AIM OF THE EXERCISE: Below are records. Return each one exactly as written.

[Data extracted from a collection]
☆ ☆ ☆ ☆ ☆ ☆ ☆
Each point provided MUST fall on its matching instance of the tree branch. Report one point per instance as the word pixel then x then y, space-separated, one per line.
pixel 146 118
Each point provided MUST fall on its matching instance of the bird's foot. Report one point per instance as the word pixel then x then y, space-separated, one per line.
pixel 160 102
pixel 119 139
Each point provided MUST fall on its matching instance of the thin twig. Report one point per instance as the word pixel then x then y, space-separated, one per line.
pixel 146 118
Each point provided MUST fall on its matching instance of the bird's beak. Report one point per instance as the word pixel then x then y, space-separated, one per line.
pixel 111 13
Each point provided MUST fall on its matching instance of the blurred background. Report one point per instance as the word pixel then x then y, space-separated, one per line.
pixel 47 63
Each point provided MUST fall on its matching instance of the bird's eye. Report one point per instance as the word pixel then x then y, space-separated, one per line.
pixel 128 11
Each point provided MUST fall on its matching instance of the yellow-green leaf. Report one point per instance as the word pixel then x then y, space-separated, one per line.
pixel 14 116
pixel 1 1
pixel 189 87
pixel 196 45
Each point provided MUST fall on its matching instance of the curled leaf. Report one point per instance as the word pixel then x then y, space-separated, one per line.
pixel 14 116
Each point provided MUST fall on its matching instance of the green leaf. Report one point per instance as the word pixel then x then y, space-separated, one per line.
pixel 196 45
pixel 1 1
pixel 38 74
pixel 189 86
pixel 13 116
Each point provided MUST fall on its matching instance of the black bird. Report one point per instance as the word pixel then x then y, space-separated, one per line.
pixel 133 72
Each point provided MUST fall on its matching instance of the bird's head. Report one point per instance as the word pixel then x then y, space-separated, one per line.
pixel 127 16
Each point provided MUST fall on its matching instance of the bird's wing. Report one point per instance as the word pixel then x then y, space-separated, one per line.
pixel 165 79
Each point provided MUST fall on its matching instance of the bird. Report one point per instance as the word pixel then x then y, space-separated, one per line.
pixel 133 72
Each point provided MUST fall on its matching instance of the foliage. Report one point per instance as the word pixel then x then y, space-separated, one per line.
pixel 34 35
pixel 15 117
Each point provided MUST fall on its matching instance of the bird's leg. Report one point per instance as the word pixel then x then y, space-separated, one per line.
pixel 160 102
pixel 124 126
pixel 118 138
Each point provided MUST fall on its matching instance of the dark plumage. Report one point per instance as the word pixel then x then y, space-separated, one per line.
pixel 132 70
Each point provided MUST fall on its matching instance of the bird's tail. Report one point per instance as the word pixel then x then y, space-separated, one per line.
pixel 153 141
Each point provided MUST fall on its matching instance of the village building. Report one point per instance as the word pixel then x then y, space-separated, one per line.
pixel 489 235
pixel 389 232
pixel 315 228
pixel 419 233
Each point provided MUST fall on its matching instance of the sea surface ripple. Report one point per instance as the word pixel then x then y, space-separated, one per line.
☆ ☆ ☆ ☆ ☆ ☆ ☆
ANSWER BOX:
Each point provided MUST fall on its matching instance of the tree branch. Report one point per instance as the word pixel then x then y, space-separated, one per line.
pixel 146 118
Each point provided MUST fall on its matching instance of the bird's foot. Report one point per instance as the word pixel then x then y, space-separated, one per line.
pixel 160 102
pixel 119 139
Each point provided MUST fall on its matching instance of the thin twig. Report one point per instance as the word pixel then x then y, space-separated, one per line.
pixel 146 118
Each point provided MUST fall on its matching instance of the bird's beak. Report one point per instance as the word pixel then x then y, space-separated, one per line.
pixel 111 13
Each point provided MUST fall on its matching instance of the blurred background. Report one point per instance as the word pixel then x then y, space-separated, one per line.
pixel 47 63
Each point provided MUST fall on its matching instance of the bird's eye. Report one point per instance as the word pixel then x then y, space-separated, one per line.
pixel 128 11
Each point provided MUST fall on its matching instance of the yellow-green leaf. Report one point per instance as the word pixel then x then y, space-separated, one per line.
pixel 14 116
pixel 1 1
pixel 189 87
pixel 196 45
Each point provided MUST fall on its matching instance of the curled leaf. Report one point per instance as the word pixel then x then y, space-separated, one per line.
pixel 14 116
Each point provided MUST fall on its matching instance of the green leaf. Report one point per instance as the word pixel then x then y, space-separated, one per line.
pixel 196 45
pixel 1 1
pixel 38 74
pixel 189 86
pixel 13 116
Each point provided MUST fall on its matching instance of the black bird. Report one point per instance as the word pixel then x then y, space-separated, one per line.
pixel 133 72
Each point provided MUST fall on its matching instance of the bird's head. Report one point per instance as the word pixel then x then y, space-separated, one per line.
pixel 127 16
Each point provided MUST fall on its matching instance of the bird's wing. Report one point per instance as the word pixel then x then y, space-separated, one per line.
pixel 165 79
Each point provided MUST fall on its matching instance of the bird. Report one point per instance as the word pixel then x then y, space-separated, one per line.
pixel 133 72
Each point provided MUST fall on its matching instance of the foliage. Report one point per instance as the word pixel then x then y, space-separated, one per line.
pixel 34 35
pixel 15 117
Each point provided MUST fall on its matching instance of the bird's leg. Report one point per instance as the word pixel then x then y, space-separated, one per line.
pixel 160 102
pixel 124 126
pixel 118 138
Each point provided MUST fall on its matching instance of the dark plumage. Report one point per instance as the word pixel then x then y, space-separated, one per line.
pixel 132 70
Each point provided MUST fall on its matching instance of the bird's tail. Report one point per instance as the word pixel then x then y, space-separated, one per line.
pixel 153 141
Each point provided MUST fall on its matching instance of the village building. Report one point per instance as the word pixel then x then y, space-separated, one per line.
pixel 489 235
pixel 389 232
pixel 315 228
pixel 419 233
Each point provided MUST fall on its matching instance of the sea surface ripple. Report one point per instance as the word pixel then x then y, space-separated, one per line.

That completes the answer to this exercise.